REQUIREMENT –
A verbatim copy of the data below is the required output.

-- Opening Marker --

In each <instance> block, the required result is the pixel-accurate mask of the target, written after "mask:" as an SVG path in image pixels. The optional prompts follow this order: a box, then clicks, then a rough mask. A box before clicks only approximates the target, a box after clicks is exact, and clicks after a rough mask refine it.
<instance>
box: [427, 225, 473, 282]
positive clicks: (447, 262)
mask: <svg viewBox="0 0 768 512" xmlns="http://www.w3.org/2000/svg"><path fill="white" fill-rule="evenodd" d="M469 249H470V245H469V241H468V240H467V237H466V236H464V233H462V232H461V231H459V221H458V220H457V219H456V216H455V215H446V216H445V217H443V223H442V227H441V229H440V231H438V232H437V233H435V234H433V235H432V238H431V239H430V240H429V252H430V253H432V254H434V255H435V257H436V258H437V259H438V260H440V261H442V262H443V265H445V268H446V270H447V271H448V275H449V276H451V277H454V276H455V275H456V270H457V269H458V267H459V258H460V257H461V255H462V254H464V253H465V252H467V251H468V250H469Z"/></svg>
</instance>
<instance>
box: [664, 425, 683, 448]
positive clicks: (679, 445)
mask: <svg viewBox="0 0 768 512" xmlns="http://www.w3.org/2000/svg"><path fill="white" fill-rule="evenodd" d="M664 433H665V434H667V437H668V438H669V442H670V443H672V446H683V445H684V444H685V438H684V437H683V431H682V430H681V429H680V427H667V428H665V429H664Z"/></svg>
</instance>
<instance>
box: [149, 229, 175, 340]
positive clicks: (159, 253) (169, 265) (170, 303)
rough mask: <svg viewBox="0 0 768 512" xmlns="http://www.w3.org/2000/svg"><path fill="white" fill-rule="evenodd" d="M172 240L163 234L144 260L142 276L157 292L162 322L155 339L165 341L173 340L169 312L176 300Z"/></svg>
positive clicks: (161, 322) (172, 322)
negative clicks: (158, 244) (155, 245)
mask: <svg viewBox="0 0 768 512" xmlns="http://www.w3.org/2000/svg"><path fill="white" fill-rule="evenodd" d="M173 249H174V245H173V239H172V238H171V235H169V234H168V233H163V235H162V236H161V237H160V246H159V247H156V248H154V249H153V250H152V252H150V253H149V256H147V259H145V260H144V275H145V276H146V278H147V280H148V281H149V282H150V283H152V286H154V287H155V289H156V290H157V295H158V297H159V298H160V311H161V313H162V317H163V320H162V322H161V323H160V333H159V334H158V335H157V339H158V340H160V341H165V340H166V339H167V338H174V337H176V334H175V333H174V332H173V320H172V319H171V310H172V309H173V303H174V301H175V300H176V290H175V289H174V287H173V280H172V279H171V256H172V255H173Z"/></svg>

-- Closing Marker --

RESULT OF THE EXERCISE –
In each <instance> block, the required result is the pixel-accurate mask of the target, written after "mask:" as an SVG path in image pixels. The optional prompts follow this order: a box, then clicks, then a rough mask. A box before clicks only approximates the target, a box after clicks is exact, and clicks after a rough mask refine it.
<instance>
box: [427, 225, 473, 282]
positive clicks: (447, 262)
mask: <svg viewBox="0 0 768 512" xmlns="http://www.w3.org/2000/svg"><path fill="white" fill-rule="evenodd" d="M469 249H470V245H469V241H468V240H467V237H466V236H464V233H462V232H461V231H459V221H458V220H457V219H456V216H455V215H446V216H445V217H443V223H442V227H441V229H440V231H438V232H437V233H435V234H433V235H432V238H431V239H430V240H429V252H430V253H432V254H434V255H435V257H436V258H437V259H438V260H440V261H442V262H443V265H445V268H446V270H447V271H448V275H449V276H451V277H454V276H455V275H456V270H457V269H458V267H459V258H460V257H461V255H462V254H464V253H465V252H467V251H468V250H469Z"/></svg>
</instance>
<instance>
box: [664, 425, 683, 448]
positive clicks: (679, 445)
mask: <svg viewBox="0 0 768 512" xmlns="http://www.w3.org/2000/svg"><path fill="white" fill-rule="evenodd" d="M664 433H665V434H667V437H668V438H669V442H670V443H672V446H683V445H684V444H685V438H684V437H683V431H682V430H681V429H680V427H667V428H665V429H664Z"/></svg>
</instance>
<instance>
box: [149, 229, 175, 340]
positive clicks: (159, 253) (169, 265) (170, 303)
rough mask: <svg viewBox="0 0 768 512" xmlns="http://www.w3.org/2000/svg"><path fill="white" fill-rule="evenodd" d="M172 240L163 234L144 260L142 276L157 292L162 322L155 339L165 341L173 340L169 312L176 300Z"/></svg>
positive clicks: (161, 322) (172, 322)
negative clicks: (158, 244) (155, 245)
mask: <svg viewBox="0 0 768 512" xmlns="http://www.w3.org/2000/svg"><path fill="white" fill-rule="evenodd" d="M173 249H174V245H173V239H172V238H171V235H169V234H168V233H163V235H162V236H161V237H160V246H159V247H156V248H154V249H153V250H152V252H150V253H149V256H147V259H145V260H144V275H145V276H146V278H147V280H148V281H149V282H150V283H152V286H154V287H155V289H156V290H157V295H158V297H159V298H160V311H161V313H162V317H163V320H162V322H161V323H160V333H159V334H158V335H157V339H158V340H160V341H165V340H166V339H167V338H174V337H176V334H175V333H174V332H173V320H172V319H171V310H172V309H173V303H174V301H175V300H176V290H175V289H174V287H173V280H172V279H171V256H172V255H173Z"/></svg>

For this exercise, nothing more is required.